=== INPUT ===
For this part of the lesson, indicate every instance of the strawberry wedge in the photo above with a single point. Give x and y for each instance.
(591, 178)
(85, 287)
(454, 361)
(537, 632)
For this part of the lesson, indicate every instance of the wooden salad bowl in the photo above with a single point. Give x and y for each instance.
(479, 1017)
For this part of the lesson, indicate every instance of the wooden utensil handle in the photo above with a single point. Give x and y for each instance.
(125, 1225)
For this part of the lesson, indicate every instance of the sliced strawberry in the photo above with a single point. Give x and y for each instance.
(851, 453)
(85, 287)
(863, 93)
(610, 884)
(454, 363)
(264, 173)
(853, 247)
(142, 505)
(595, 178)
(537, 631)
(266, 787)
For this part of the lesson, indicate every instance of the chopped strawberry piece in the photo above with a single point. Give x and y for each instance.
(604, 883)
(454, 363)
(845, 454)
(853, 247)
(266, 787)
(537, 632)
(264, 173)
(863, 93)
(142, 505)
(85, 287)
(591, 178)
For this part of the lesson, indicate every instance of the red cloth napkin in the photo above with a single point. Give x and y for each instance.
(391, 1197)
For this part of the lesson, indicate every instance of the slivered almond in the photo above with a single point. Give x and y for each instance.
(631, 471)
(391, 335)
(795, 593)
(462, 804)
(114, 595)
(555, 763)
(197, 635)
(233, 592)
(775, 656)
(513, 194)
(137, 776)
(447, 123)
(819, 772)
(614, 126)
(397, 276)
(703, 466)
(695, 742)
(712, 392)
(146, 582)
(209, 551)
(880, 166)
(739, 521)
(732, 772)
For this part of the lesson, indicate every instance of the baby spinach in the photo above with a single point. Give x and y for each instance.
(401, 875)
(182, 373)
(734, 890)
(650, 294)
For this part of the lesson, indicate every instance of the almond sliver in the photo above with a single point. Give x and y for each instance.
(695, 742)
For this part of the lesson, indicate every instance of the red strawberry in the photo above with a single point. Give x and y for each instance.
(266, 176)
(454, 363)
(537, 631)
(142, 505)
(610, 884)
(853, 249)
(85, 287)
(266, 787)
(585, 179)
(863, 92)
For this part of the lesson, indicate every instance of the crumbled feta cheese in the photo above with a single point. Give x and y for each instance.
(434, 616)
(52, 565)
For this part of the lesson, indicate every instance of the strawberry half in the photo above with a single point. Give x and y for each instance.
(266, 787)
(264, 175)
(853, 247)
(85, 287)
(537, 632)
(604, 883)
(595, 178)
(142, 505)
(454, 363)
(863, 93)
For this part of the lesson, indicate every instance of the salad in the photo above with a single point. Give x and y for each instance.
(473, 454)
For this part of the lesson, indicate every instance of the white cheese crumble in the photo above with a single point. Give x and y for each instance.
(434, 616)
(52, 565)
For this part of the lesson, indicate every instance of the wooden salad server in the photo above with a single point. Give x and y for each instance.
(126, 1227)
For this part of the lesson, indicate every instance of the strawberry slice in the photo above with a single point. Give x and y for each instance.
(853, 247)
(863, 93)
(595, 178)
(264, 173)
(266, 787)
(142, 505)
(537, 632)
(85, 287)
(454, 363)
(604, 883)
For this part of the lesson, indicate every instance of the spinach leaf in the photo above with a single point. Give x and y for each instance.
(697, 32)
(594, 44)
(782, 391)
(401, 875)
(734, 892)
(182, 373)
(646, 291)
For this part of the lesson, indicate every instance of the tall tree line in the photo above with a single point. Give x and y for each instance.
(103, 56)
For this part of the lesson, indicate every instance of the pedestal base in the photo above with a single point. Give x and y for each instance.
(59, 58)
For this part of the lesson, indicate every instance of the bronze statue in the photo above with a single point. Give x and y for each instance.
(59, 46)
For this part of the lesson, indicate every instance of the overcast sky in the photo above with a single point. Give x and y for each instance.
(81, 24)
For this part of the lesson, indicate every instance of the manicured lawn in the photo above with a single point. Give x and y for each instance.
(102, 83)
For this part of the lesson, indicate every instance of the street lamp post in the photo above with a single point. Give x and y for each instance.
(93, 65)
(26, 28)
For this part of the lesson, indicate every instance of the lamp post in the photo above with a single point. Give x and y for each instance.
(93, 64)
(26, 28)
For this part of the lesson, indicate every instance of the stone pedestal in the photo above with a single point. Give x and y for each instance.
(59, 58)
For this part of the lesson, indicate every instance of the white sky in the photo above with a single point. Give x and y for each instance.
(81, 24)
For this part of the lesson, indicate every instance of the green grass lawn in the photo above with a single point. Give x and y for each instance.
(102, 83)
===
REQUIRED WORK: Arrange the items above as a two-column CSV with the headers "prompt" and "points" and one row per item. Put each item's text under "prompt" and its answer under "points", each in a single quoted field with its line breaks replaced by spaces.

RESPONSE TO THE TASK:
prompt,points
"For this part of the lesson, indicate every instance of the strawberry wedge in the photo above with a single point. Give x and y for each instance.","(591, 178) (85, 287) (454, 361) (537, 632)"
"For this part of the lesson, indicate every instance of the wooden salad bowl in the photo above with a single point. Give x and y for each instance.","(479, 1017)"
"For this part of the lesson, indicate every instance of the wooden utensil handle in the photo above with a single point. Give x and y for each instance.","(125, 1225)"
"For this part of the lesson, indicate every instance of the sliced strawberry in the photo above with a single point. Give x and y for each instance.","(851, 453) (85, 287) (863, 93) (610, 884) (454, 363) (264, 173) (853, 247) (142, 505) (595, 178) (537, 631) (266, 787)"
"For this part of the lesson, indicate every instance of the chopped strawberry piece in the photo above with a single point. Give x and y for each instance.","(604, 883) (454, 363) (845, 454) (853, 247) (266, 787) (537, 632) (264, 173) (863, 93) (142, 505) (85, 287) (591, 178)"
"For this part of the lesson, indicate every instance of the red cloth napkin in the photo above with a single point. Give x and y for each instance.","(391, 1197)"
"For this part of the lesson, indicate every instance of the slivered almond in the photo above with a single point. Give x and y for each instance.","(631, 471) (391, 335) (795, 593) (462, 804) (114, 595) (555, 763) (197, 635) (233, 592) (775, 656) (513, 194) (137, 776) (447, 123) (819, 772) (614, 126) (397, 276) (703, 466) (695, 742) (712, 392) (146, 582) (209, 551) (880, 166) (739, 521) (732, 772)"
"For this part of the lesson, indicate every instance of the baby spinach in the photo above with a single point. Give x and y for each instance.","(401, 875) (182, 373) (734, 890) (650, 294)"
"For this part of the lesson, indicate every instance of the almond sliver in the photo above with a single point. Give x and y for each instance.","(695, 742)"
"For this part of the lesson, indicate every instance of the red strawberry in the photo above with a single point. Give x and y for each instance.","(266, 176) (454, 363) (537, 631) (142, 505) (610, 884) (853, 249) (85, 287) (266, 787) (585, 179) (863, 92)"
"For this part of the lesson, indicate every instance of the crumbled feta cheese in the photo above with a single point. Give x and y for each instance.","(434, 616) (52, 565)"
"For this part of the lesson, indicate every instance of the strawberry half in the photo above with a single point. Give x and y for each instance.","(266, 787) (264, 175) (853, 247) (85, 287) (537, 632) (604, 883) (595, 178) (142, 505) (454, 363) (863, 93)"
"For this part of the lesson, indicate every instance of the salad in the photo above with a single point. Give x and y for each instance.","(473, 454)"
"For this part of the lesson, indicate every instance of the white cheese crumble in the photo above with a single point. Give x and y for each instance.","(434, 616) (52, 565)"
"For this part of the lesson, indicate every instance of the wooden salad server in the photo above with a single point. Give x and y for each instance.","(126, 1227)"
"For this part of the lesson, indicate every instance of the strawberry slice in the photo above with a single point. Give x and y for each instance.","(853, 247) (863, 93) (595, 178) (264, 173) (266, 787) (142, 505) (537, 632) (85, 287) (454, 363) (604, 883)"
"For this part of the lesson, indicate every instance of the spinach leaf in the photo above with a single point. Give x and y for each instance.","(697, 32) (594, 44) (782, 391) (401, 875) (734, 892) (182, 373) (646, 291)"
"For this part of the lesson, indicate every instance of the tall tree line in the photo above with a single point. Give x and y for each instance.","(103, 56)"
"For this part of the lesson, indicate every instance of the pedestal base in the photo above with a single point. Give x and y for each instance.","(59, 58)"
"For this part of the lesson, indicate every instance of the bronze statue in the photo above with a single point. Give x and y for each instance.","(59, 46)"
"For this part of the lesson, indicate every instance of the overcast sky in the photo above with a single point. Give x and y for each instance.","(81, 24)"
"For this part of the lesson, indicate every instance of the manicured lawn in the photo above with a single point. Give x and y for each instance.","(102, 83)"
"For this part of the lesson, indicate every instance of the street lamp post in the photo above with a single point. Give x and y for each instance.","(93, 65) (26, 28)"
"For this part of the lesson, indicate every instance of the lamp post in the photo above with a single point. Give x and y for each instance.","(93, 64) (26, 28)"
"For this part of the lesson, indicate every instance of the stone pedestal in the photo above with a single point. Give x and y for each instance.","(59, 58)"
"For this part of the lesson, indicate every instance of the white sky in the photo above with a single point. Give x and y for each instance.","(81, 24)"
"For this part of the lesson, indicate every instance of the green grass lawn in the photo above with a single point. Give x and y for each instance.","(102, 83)"